**Problems and tasks**:
1: According to the review of The New Normal below, which actor plays David?
2: From the review of The New Normal below, write out the passage starting at "Tuesday, April 3, 2018" and ending at "quite a bit.".
3: Extend the review of The New Normal below, starting after its last sentence.

**Extracted text**:
***
"Better a fallen rocket than never a burst of light."
~ Tom Stoppard, The Invention of Love

Tuesday, April 3, 2018

The New Normal (2012-2013)


As I’ve mentioned before, I’m currently going through the work of latest platonic crush Andrew Rannells, and that included revisiting this short-lived Ryan Murphy show.  I hadn’t seen it since it first aired, and my main recollections of it were frustrating, a show that could be great but almost insistently wasn’t.  Watching it again, I still see some considerable flaws with the series, but my estimation of the good parts has increased quite a bit.

David and Bryan have a good life.  Successful jobs, nice house, and a loving partnership – all great, but they’re ready for even more.  When the two decide to have a child together, they hire Goldie, a sweet young mother who’s also ready to take her life somewhere new, to be their surrogate.  As they prepare for their coming baby, the guys’ family expands more than they’d initially planned, with Goldie, her precocious daughter Shania, and her bigoted nana Jane becoming a major part of their lives.

I’ll start with what the show has going for it.  I absolutely love both Bryan and David.  Though both are drawn broadly plenty of the time (especially Bryan,) there’s also a lot of genuine heart in their characterizations, and their relationship is one of my favorites for same-sex couples on TV.  There’s some fun humor (who doesn’t love Shania’s Little Edie impression?), the show takes on some interesting topics in (at times) fairly thoughtful ways, and there’s a sort of old-fashioned family-sitcom quality to the show that I appreciate.  It’s nice to watch this same-sex couple deal with time-honored sitcom tropes like aggravating in-laws or baby-name debates like any other TV couple would.  The acting is also terrific – Rannells’s Bryan and Justin Bartha’s David are the MVPs, and Georgia King brings a real earnest quality to Goldie.
***
**Recorded information**:
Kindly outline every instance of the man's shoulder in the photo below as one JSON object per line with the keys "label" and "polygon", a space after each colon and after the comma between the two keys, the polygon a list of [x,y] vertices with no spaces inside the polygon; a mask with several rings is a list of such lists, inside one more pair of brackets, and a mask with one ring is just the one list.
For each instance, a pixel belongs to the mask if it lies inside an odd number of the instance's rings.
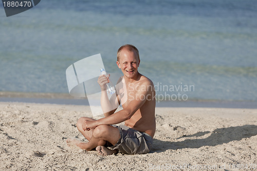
***
**Answers below**:
1: Justin Bartha.

2:
Tuesday, April 3, 2018

The New Normal (2012-2013)


As I’ve mentioned before, I’m currently going through the work of latest platonic crush Andrew Rannells, and that included revisiting this short-lived Ryan Murphy show.  I hadn’t seen it since it first aired, and my main recollections of it were frustrating, a show that could be great but almost insistently wasn’t.  Watching it again, I still see some considerable flaws with the series, but my estimation of the good parts has increased quite a bit.

3:
Unfortunately, for all its good qualities, the show can also be Ryan Murphy at his Ryan Murphy-est.  Jane is an even nastier Sue Sylvester, seemingly incapable of getting through a conversation without denigrating entire communities of people.  Granted, the show as a whole is pretty saccharine, so they need a little sharpness somewhere, but Jane is just toxic.  Also, heavy-handed much?  The show could cause frequent concussions from the way it hammers home its points.  It often employs the Glee tactic of topical theme episodes, and while these can come off successfully (the episode where Bryan worries about his ability to connect with a hypothetical “conventionally”-masculine son is a great example,) they can also get ludicrously preachy and repetitive.  A number of episodes come across very “this episode is brought to you be partisan politics/breastfeeding/the Boy Scouts of America,” and that gets super annoying.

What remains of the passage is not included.